Dataset records
=== Begin Enclosure ===

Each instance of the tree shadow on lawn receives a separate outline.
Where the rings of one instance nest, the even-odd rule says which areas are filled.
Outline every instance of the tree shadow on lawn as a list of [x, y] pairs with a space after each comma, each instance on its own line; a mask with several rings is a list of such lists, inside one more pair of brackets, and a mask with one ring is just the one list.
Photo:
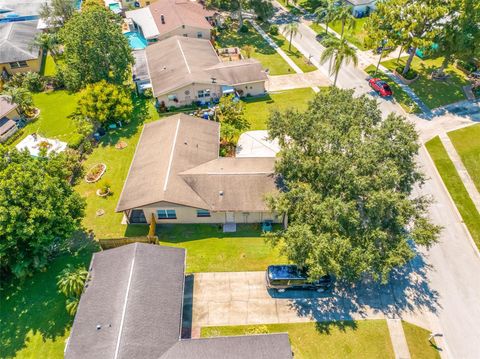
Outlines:
[[269, 104], [275, 102], [275, 100], [273, 98], [271, 98], [269, 94], [255, 96], [255, 97], [245, 97], [245, 98], [242, 98], [241, 101], [243, 103], [265, 102], [265, 103], [269, 103]]
[[44, 340], [62, 337], [73, 317], [65, 309], [65, 296], [58, 292], [57, 276], [68, 265], [88, 268], [96, 247], [88, 245], [76, 253], [62, 254], [48, 264], [46, 271], [23, 280], [12, 280], [0, 290], [0, 357], [10, 358], [26, 347], [30, 332]]
[[135, 136], [140, 127], [143, 126], [145, 120], [149, 116], [148, 102], [152, 100], [138, 95], [134, 95], [132, 100], [133, 112], [131, 121], [124, 124], [123, 127], [109, 130], [107, 134], [100, 139], [99, 146], [114, 146], [121, 138]]
[[267, 41], [252, 26], [247, 25], [247, 33], [239, 33], [236, 27], [231, 30], [223, 30], [217, 37], [217, 43], [220, 47], [239, 47], [250, 45], [255, 48], [255, 52], [263, 55], [275, 55], [276, 50], [271, 47]]
[[410, 263], [393, 272], [387, 284], [368, 278], [354, 284], [338, 282], [331, 293], [290, 298], [290, 306], [299, 316], [319, 322], [435, 313], [440, 308], [439, 294], [430, 288], [429, 270], [430, 266], [417, 254]]

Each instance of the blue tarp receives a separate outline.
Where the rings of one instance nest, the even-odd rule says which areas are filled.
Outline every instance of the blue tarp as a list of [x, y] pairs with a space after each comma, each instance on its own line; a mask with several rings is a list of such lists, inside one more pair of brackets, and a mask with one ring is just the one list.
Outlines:
[[222, 86], [222, 94], [230, 94], [230, 93], [235, 93], [235, 88], [232, 86]]

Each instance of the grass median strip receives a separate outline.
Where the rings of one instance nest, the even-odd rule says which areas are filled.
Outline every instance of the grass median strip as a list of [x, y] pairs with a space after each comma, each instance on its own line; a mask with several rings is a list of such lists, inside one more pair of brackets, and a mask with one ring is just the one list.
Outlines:
[[449, 132], [448, 137], [480, 192], [480, 124]]
[[457, 206], [463, 222], [467, 226], [478, 248], [480, 248], [480, 213], [468, 195], [462, 179], [457, 173], [445, 147], [437, 136], [426, 144], [427, 150], [442, 177], [443, 183]]
[[402, 321], [405, 339], [411, 359], [440, 359], [438, 349], [435, 347], [435, 339], [430, 343], [430, 331], [416, 325]]

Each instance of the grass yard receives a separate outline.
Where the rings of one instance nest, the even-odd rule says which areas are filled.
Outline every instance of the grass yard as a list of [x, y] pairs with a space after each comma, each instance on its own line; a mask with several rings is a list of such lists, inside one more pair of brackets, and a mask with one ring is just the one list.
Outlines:
[[292, 59], [293, 62], [303, 71], [311, 72], [317, 70], [315, 65], [308, 62], [308, 59], [302, 55], [300, 51], [295, 46], [291, 46], [289, 49], [289, 40], [286, 39], [282, 34], [272, 35], [268, 32], [268, 29], [264, 29], [268, 33], [268, 36], [272, 38], [273, 41], [280, 47], [287, 55]]
[[480, 192], [480, 124], [449, 132], [448, 137]]
[[385, 320], [203, 327], [202, 337], [284, 333], [295, 359], [394, 358]]
[[445, 147], [443, 147], [440, 138], [435, 137], [425, 145], [473, 240], [477, 247], [480, 248], [480, 213], [478, 213], [475, 204], [468, 195], [452, 160], [448, 156]]
[[45, 56], [43, 63], [42, 63], [42, 68], [40, 69], [40, 74], [42, 76], [55, 76], [57, 73], [57, 65], [55, 64], [55, 61], [53, 61], [52, 55], [48, 53], [47, 56]]
[[161, 224], [160, 244], [187, 250], [187, 272], [239, 272], [265, 270], [287, 262], [261, 237], [260, 225], [237, 225], [237, 232], [223, 233], [210, 224]]
[[[140, 236], [148, 233], [148, 227], [136, 225], [122, 225], [122, 213], [115, 213], [115, 207], [127, 177], [128, 169], [140, 138], [143, 123], [158, 119], [158, 114], [151, 101], [144, 99], [134, 100], [135, 108], [132, 122], [127, 126], [109, 132], [104, 136], [98, 147], [88, 155], [84, 168], [88, 171], [97, 163], [105, 163], [107, 171], [97, 183], [87, 183], [83, 179], [76, 186], [76, 190], [87, 200], [86, 215], [83, 225], [87, 230], [93, 230], [96, 238], [119, 238]], [[127, 147], [119, 150], [115, 144], [125, 141]], [[99, 197], [95, 194], [100, 186], [108, 182], [111, 185], [112, 195]], [[97, 216], [96, 211], [103, 209], [105, 214]]]
[[[247, 33], [239, 33], [236, 25], [220, 31], [216, 37], [216, 47], [239, 47], [242, 49], [245, 45], [251, 45], [254, 49], [251, 57], [260, 61], [265, 69], [269, 69], [270, 75], [295, 73], [250, 24], [245, 23], [245, 25], [248, 27]], [[245, 55], [243, 50], [242, 53]]]
[[[355, 26], [351, 29], [345, 26], [345, 39], [358, 47], [360, 50], [368, 50], [368, 48], [364, 44], [365, 37], [367, 37], [367, 32], [363, 28], [367, 19], [367, 17], [355, 19]], [[337, 34], [340, 35], [340, 33], [342, 32], [341, 21], [334, 21], [329, 25], [333, 30], [335, 30]]]
[[68, 142], [77, 133], [77, 127], [69, 116], [77, 107], [78, 94], [52, 91], [33, 94], [33, 103], [40, 109], [40, 116], [25, 126], [23, 135], [12, 146], [31, 133]]
[[[370, 65], [365, 69], [365, 72], [368, 73], [370, 76], [373, 76], [375, 73], [375, 66]], [[381, 70], [378, 70], [375, 77], [378, 77], [385, 82], [387, 82], [393, 91], [393, 97], [395, 100], [402, 106], [402, 108], [408, 113], [417, 113], [421, 112], [420, 108], [417, 106], [415, 101], [413, 101], [410, 96], [407, 95], [405, 91], [402, 90], [400, 86], [398, 86], [392, 79], [390, 79], [387, 75], [385, 75]]]
[[[397, 64], [397, 60], [392, 59], [382, 62], [382, 65], [393, 71], [399, 65], [404, 66], [406, 60], [407, 57], [402, 57]], [[453, 65], [445, 70], [450, 75], [448, 80], [429, 78], [432, 71], [440, 67], [442, 61], [443, 57], [421, 60], [415, 56], [412, 62], [412, 68], [420, 74], [420, 77], [410, 87], [430, 109], [465, 100], [462, 86], [467, 85], [468, 81], [463, 72]]]
[[44, 272], [0, 290], [0, 357], [63, 358], [73, 318], [57, 290], [57, 276], [67, 266], [88, 267], [93, 246], [54, 259]]
[[[429, 330], [404, 321], [402, 321], [402, 325], [412, 359], [440, 358], [438, 349], [428, 341], [428, 337], [430, 336]], [[432, 342], [434, 343], [435, 340], [433, 339]]]
[[296, 108], [299, 111], [307, 109], [308, 101], [313, 99], [315, 92], [311, 88], [270, 92], [262, 97], [242, 99], [245, 106], [245, 116], [250, 122], [250, 130], [265, 130], [267, 119], [273, 110], [285, 111]]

=== End Enclosure ===

__BRIEF__
Copy out all of the data word for word. Do not carry over any picture.

__TASK ANSWER__
Each instance of the tree shadow on lawn receives a separate outline.
Where the rings of one instance nest, the even-odd rule says which areas are filled.
Outline every instance of the tree shadow on lawn as a list of [x, y] pairs with a space after each comma, each instance on its own line; a mask with several rings is a list of such lists, inside one more pair of brackets, and a mask with one ring is just the one list.
Photo:
Outlines:
[[269, 104], [275, 102], [275, 100], [273, 98], [271, 98], [269, 94], [255, 96], [255, 97], [245, 97], [245, 98], [242, 98], [241, 101], [243, 103], [265, 102], [265, 103], [269, 103]]
[[44, 340], [62, 337], [73, 317], [65, 309], [65, 296], [58, 292], [57, 276], [68, 265], [88, 268], [96, 247], [88, 245], [76, 253], [62, 254], [48, 264], [46, 271], [23, 280], [12, 280], [0, 290], [0, 357], [10, 358], [26, 347], [30, 332]]
[[135, 136], [140, 127], [143, 126], [145, 120], [149, 116], [148, 102], [152, 100], [138, 95], [134, 95], [132, 100], [133, 112], [131, 121], [124, 124], [123, 127], [109, 130], [107, 134], [100, 139], [99, 146], [114, 146], [121, 138]]
[[267, 41], [252, 26], [247, 25], [247, 33], [239, 33], [236, 27], [231, 30], [223, 30], [217, 37], [217, 43], [220, 47], [239, 47], [250, 45], [255, 48], [255, 52], [263, 55], [275, 55], [276, 50], [271, 47]]
[[410, 263], [393, 272], [387, 284], [368, 278], [354, 284], [338, 282], [331, 293], [290, 298], [290, 306], [299, 316], [319, 322], [435, 313], [440, 308], [439, 294], [430, 288], [429, 270], [430, 266], [417, 254]]

Each instance of the blue tarp receives a separate outline.
Where the rings of one instance nest, the even-odd rule says which areas are filled.
Outline every instance of the blue tarp as a list of [x, y] pairs with a space after each comma, each instance on its own line; a mask with several rings is a list of such lists, inside one more pair of brackets, and a mask with one ring is just the one list.
Outlines:
[[222, 86], [222, 94], [230, 94], [230, 93], [235, 93], [235, 88], [232, 86]]

Each instance of the grass median strip receives a separate outline.
Where the rings of one instance nest, the even-odd rule says which areas are filled.
Outline every instance of the grass median strip as a list of [x, y] pairs with a space after each comma, each instance on its own line; a mask with several rings is a list of such lists, inside one more pair of brackets, and a mask with one ring is just the one list.
Outlines:
[[449, 132], [448, 137], [480, 192], [480, 124]]
[[457, 206], [463, 222], [467, 226], [478, 248], [480, 248], [480, 213], [468, 195], [462, 179], [457, 173], [445, 147], [437, 136], [426, 144], [427, 150], [442, 177], [443, 183]]
[[402, 321], [405, 339], [411, 359], [440, 359], [438, 349], [435, 347], [435, 339], [430, 343], [430, 331], [416, 325]]

Each instance of the grass yard receives a separate outline.
Where the rings of one instance nest, the even-odd rule says which areas are filled.
Outline every instance of the grass yard as a list of [x, y] pairs with a space after each comma, each instance on its own line; a mask with several rings is a list of such lists, inside one more pair of brackets, and a mask with one ring is just the one list.
Outlines:
[[292, 59], [293, 62], [303, 71], [311, 72], [317, 70], [315, 65], [308, 62], [308, 59], [302, 55], [300, 51], [295, 46], [291, 46], [289, 49], [289, 40], [286, 39], [282, 34], [272, 35], [268, 32], [268, 29], [264, 29], [268, 33], [268, 36], [272, 38], [273, 41], [280, 47], [287, 55]]
[[480, 192], [480, 124], [449, 132], [448, 137]]
[[385, 320], [203, 327], [202, 337], [284, 333], [295, 359], [394, 358]]
[[445, 147], [443, 147], [440, 138], [435, 137], [425, 145], [473, 240], [477, 247], [480, 248], [480, 213], [478, 213], [475, 204], [468, 195], [452, 160], [448, 156]]
[[45, 56], [43, 63], [42, 63], [42, 68], [40, 69], [40, 74], [42, 76], [55, 76], [57, 73], [57, 65], [55, 64], [55, 61], [53, 61], [52, 55], [48, 53], [47, 56]]
[[161, 224], [160, 244], [187, 250], [187, 272], [239, 272], [265, 270], [287, 262], [261, 237], [260, 225], [237, 225], [237, 232], [223, 233], [210, 224]]
[[[140, 236], [148, 233], [148, 227], [136, 225], [122, 225], [122, 213], [115, 213], [115, 207], [127, 177], [128, 169], [140, 138], [143, 123], [158, 119], [158, 114], [151, 101], [144, 99], [134, 100], [135, 108], [132, 122], [127, 126], [109, 132], [104, 136], [98, 147], [88, 155], [84, 168], [88, 171], [97, 163], [105, 163], [107, 171], [97, 183], [87, 183], [83, 179], [76, 186], [76, 190], [87, 200], [86, 215], [83, 225], [87, 230], [93, 230], [96, 238], [119, 238]], [[127, 147], [119, 150], [115, 144], [125, 141]], [[99, 197], [95, 194], [100, 186], [108, 182], [111, 185], [112, 195]], [[97, 216], [96, 211], [103, 209], [105, 214]]]
[[[247, 33], [239, 33], [236, 25], [220, 31], [216, 37], [216, 47], [239, 47], [242, 49], [245, 45], [251, 45], [254, 49], [251, 57], [260, 61], [265, 69], [269, 69], [270, 75], [295, 73], [250, 24], [245, 23], [245, 25], [248, 27]], [[245, 55], [243, 50], [242, 53]]]
[[[355, 26], [351, 29], [345, 26], [345, 39], [358, 47], [360, 50], [368, 50], [368, 48], [364, 44], [365, 37], [367, 37], [367, 32], [363, 28], [367, 19], [367, 17], [355, 19]], [[337, 34], [340, 35], [340, 33], [342, 32], [341, 21], [334, 21], [329, 25], [333, 30], [335, 30]]]
[[68, 142], [77, 133], [77, 127], [69, 116], [77, 107], [78, 94], [52, 91], [33, 94], [33, 103], [40, 109], [40, 116], [25, 126], [23, 135], [12, 146], [31, 133]]
[[[370, 65], [365, 69], [365, 72], [368, 73], [370, 76], [373, 76], [375, 73], [375, 66]], [[381, 70], [378, 70], [375, 77], [378, 77], [385, 82], [387, 82], [393, 91], [393, 97], [395, 100], [402, 106], [402, 108], [408, 113], [417, 113], [421, 112], [420, 108], [417, 106], [415, 101], [413, 101], [410, 96], [407, 95], [405, 91], [402, 90], [400, 86], [398, 86], [392, 79], [390, 79], [387, 75], [385, 75]]]
[[[397, 64], [397, 60], [392, 59], [382, 62], [382, 65], [393, 71], [399, 65], [404, 66], [406, 60], [407, 57], [402, 57]], [[453, 65], [445, 70], [450, 75], [448, 80], [429, 78], [432, 71], [440, 67], [442, 61], [443, 57], [421, 60], [415, 56], [412, 62], [412, 68], [420, 74], [420, 77], [410, 87], [430, 109], [465, 100], [462, 86], [467, 85], [468, 81], [463, 72]]]
[[44, 272], [0, 290], [0, 357], [63, 358], [73, 318], [57, 290], [57, 276], [67, 266], [88, 267], [93, 246], [54, 259]]
[[[429, 330], [404, 321], [402, 321], [402, 325], [412, 359], [440, 358], [438, 349], [428, 341], [428, 337], [430, 336]], [[432, 342], [434, 343], [435, 340], [433, 339]]]
[[296, 108], [299, 111], [307, 109], [308, 101], [313, 99], [315, 92], [311, 88], [270, 92], [262, 97], [242, 99], [245, 106], [245, 116], [250, 122], [250, 130], [265, 130], [267, 119], [273, 110], [285, 111]]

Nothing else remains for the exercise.